-------- DATA FOR THE TASK --------

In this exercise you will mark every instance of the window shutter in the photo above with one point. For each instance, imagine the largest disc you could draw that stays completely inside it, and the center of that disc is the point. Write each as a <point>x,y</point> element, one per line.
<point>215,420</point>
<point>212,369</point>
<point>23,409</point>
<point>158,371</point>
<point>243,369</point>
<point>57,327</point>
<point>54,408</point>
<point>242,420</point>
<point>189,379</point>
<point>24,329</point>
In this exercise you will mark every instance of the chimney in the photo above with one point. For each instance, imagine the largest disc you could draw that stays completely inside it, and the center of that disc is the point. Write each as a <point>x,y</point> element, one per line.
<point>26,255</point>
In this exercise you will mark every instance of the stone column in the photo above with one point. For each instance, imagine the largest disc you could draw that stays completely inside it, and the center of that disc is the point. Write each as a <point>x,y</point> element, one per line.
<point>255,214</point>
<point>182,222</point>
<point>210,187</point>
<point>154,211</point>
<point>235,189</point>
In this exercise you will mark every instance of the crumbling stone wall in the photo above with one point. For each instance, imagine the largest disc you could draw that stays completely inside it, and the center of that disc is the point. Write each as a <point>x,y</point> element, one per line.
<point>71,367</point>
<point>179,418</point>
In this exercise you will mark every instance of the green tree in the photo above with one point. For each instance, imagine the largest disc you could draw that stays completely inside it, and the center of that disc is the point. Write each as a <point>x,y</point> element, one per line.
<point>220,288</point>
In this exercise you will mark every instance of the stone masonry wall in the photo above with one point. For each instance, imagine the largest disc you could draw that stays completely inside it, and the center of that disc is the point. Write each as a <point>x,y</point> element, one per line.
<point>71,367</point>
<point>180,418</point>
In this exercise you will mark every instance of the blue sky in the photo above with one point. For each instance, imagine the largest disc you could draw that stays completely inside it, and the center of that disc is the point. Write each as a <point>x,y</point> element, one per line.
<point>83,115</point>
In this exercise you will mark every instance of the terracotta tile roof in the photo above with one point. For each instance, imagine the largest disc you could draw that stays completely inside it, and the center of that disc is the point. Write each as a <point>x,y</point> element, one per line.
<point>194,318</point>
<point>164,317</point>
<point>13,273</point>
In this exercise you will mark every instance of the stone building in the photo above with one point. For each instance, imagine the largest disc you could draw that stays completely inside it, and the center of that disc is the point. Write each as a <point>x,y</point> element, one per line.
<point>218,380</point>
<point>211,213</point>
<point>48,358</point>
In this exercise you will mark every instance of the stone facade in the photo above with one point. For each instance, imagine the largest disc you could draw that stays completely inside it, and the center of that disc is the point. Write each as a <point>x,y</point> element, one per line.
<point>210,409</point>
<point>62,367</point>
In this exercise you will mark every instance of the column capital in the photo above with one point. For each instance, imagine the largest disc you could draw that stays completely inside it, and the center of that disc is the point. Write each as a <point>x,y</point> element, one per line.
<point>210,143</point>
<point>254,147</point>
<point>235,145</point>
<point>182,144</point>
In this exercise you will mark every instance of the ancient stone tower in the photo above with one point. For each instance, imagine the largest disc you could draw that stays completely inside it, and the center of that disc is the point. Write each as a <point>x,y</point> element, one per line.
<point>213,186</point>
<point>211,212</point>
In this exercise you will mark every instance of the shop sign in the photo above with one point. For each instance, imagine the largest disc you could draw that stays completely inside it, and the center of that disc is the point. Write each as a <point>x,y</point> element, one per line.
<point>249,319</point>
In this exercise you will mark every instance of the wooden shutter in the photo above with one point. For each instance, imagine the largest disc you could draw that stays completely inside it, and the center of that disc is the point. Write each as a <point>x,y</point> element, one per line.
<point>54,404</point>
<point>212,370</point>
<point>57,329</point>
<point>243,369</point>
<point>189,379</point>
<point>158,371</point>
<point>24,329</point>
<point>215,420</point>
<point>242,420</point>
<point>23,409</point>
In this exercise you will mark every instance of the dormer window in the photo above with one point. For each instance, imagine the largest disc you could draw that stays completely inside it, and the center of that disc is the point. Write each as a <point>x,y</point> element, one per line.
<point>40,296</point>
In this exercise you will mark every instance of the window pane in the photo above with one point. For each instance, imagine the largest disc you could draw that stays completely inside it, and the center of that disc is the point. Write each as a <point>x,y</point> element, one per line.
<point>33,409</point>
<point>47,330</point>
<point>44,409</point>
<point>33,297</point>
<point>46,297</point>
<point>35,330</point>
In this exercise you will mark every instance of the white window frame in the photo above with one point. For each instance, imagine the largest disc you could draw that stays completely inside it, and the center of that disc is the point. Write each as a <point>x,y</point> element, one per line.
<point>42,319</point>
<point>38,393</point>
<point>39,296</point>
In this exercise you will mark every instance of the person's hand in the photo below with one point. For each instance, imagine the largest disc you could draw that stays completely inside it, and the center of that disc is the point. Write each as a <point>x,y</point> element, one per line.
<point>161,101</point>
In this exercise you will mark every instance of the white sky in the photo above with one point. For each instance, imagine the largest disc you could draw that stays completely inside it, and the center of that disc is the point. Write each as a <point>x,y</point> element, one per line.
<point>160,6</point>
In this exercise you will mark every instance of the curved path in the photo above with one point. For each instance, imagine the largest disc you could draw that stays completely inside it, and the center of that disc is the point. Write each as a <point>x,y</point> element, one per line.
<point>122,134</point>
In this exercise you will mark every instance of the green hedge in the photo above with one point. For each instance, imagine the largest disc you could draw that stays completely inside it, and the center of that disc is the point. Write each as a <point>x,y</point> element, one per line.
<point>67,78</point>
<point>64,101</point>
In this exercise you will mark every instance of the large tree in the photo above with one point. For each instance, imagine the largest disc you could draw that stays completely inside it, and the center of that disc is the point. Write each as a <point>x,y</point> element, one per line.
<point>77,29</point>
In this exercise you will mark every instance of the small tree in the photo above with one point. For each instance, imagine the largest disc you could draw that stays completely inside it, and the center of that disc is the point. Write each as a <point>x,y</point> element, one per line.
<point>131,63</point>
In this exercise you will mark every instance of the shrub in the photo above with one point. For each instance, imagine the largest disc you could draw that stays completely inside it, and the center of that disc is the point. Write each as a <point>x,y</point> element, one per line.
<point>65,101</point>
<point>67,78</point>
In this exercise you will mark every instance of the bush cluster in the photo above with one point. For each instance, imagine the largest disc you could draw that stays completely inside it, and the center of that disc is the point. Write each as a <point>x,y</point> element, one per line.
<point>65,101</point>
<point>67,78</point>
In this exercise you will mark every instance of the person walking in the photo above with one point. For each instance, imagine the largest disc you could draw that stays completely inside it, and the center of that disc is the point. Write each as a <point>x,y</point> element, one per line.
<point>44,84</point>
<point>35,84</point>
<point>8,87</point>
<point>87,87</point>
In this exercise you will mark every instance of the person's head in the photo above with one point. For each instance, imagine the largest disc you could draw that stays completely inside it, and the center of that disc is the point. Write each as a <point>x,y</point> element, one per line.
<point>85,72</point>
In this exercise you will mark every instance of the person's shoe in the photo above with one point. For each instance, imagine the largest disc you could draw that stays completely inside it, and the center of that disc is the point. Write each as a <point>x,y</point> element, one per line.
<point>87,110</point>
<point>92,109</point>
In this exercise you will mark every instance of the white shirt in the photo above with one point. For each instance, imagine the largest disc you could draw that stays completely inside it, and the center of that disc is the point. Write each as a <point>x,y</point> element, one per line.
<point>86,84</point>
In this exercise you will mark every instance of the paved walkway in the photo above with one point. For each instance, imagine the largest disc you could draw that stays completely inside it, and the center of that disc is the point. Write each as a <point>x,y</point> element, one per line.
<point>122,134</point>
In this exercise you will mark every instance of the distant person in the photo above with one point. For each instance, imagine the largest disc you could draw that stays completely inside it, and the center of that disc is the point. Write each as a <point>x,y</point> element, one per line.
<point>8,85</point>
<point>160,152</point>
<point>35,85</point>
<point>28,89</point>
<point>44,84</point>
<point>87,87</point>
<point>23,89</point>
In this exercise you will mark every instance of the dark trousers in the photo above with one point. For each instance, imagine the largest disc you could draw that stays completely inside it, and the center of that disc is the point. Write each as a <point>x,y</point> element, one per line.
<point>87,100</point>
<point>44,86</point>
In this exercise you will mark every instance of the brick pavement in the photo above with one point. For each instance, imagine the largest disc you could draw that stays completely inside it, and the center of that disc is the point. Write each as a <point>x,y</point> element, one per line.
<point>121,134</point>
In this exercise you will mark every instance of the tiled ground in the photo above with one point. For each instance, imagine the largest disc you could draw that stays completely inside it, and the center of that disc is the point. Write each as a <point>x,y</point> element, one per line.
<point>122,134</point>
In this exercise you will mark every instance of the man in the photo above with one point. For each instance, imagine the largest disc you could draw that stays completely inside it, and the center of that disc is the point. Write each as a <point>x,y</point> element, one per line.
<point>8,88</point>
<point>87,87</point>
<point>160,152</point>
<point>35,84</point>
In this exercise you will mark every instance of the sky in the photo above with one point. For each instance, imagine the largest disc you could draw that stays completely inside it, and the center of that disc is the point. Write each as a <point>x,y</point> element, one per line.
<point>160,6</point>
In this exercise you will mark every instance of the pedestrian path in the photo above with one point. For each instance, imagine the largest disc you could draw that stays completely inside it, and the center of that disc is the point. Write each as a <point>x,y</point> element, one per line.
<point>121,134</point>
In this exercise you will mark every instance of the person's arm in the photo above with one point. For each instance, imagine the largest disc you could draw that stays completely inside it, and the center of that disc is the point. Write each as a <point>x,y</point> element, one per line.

--------

**WHAT YOU ARE ASKED TO DO**
Return the lines of the data above verbatim, starting at the line that contains "the green tree" and ending at the line that contains "<point>220,288</point>".

**RESULT**
In this exercise you will mark every instance of the green tree in the photo above with one point. For each instance, imagine the largest disc you could draw that stays completely inside it, and the center of that disc is the point. Write each as a <point>x,y</point> element, one per line.
<point>220,288</point>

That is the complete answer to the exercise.